> **GEGEBENER TEXT**:
>>>>>
Am Landgericht Würzburg kann der Prozess um den Tod eines Babys aus dem Landkreis Main-Spessart weitergehen: Eine Sachverständige ist bereit, den Angeklagten während des laufenden Verfahrens zu begutachten.
Foto: Daniel Karmann, dpa | Am Landgericht Würzburg kann der Prozess um den Tod eines Babys aus dem Landkreis Main-Spessart weitergehen: Eine Sachverständige ist bereit, den Angeklagten während des laufenden Verfahrens zu begutachten.
Manfred Schweidler
 |  aktualisiert: 12.09.2022 15:05 Uhr

Aufatmen am Landgericht Würzburg: Der Prozess um den mutmaßlichen Mord an einem acht Monate alten Baby  im Landkreis Main-Spessart kann fortgesetzt werden. Den pessimistischen Prognosen zum Trotz fand das Gericht unter hohem Zeitdruck eine Sachverständige, die bereit ist, ein Gutachten über den Angeklagten auch während des laufenden Prozesses anzufertigen. Denn sein Drogenkonsum wirft die Frage auf, ob er - wenn sich seine Schuld herausstellt - für die mutmaßliche Tat verantwortlich gemacht werden kann.
<<<<<
> **AUFGABEN**:
**a.** Wie alt war laut dem Bericht über den Würzburger Prozess das Baby, um dessen mutmaßlichen Mord es geht?
**b.** Führe den Bericht über den Würzburger Prozess nach seinem letzten Satz weiter.

> **EXTRAHIERTE DATEN**:
>>>>>
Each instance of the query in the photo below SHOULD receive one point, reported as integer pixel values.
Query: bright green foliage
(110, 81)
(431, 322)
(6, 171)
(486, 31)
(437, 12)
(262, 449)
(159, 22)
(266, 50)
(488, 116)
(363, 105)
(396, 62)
<<<<<
> **ANTWORTEN**:
**a.** Acht Monate.

**b.**
Prozess geht weiter

Der Prozess geht nun an diesem Dienstag weiter. Die Anklage lautet auf Mord sowie vorausgegangene Gewalt gegen Mutter und Kind, häufig im Drogenrausch: Den 23-Jährigen soll das Schreien des acht Monate alten Säuglings aus dem Nebenzimmer beim Fernsehen gestört haben. Deshalb soll er dem Baby seiner Freundin erst mit Gewalt auf die Bauchdecke gedrückt und ihm Rippen gebrochen haben. Und dann, so die Anklage, soll er das Baby mit einer Decke erstickt haben. Der 23-Jährige bestreitet das.

Er sagt, er sei an jenem Tag im Dezember 2019 völlig entspannt gewesen, als er mittags mit einem Freund - von Drogen benebelt - stundenlang fernsehen schaute. Nachdem das Schreien des Babys verstummt war, sei er aus dem Nebenzimmer zurückgekommen und habe seelenruhig mehr als eine Stunde weiter vor dem Fernseher gesessen. Erst die Mutter bemerkte dann, dass das Kind blau angelaufen war und nicht mehr atmete. Der Notarzt konnte dem Kind nicht mehr helfen.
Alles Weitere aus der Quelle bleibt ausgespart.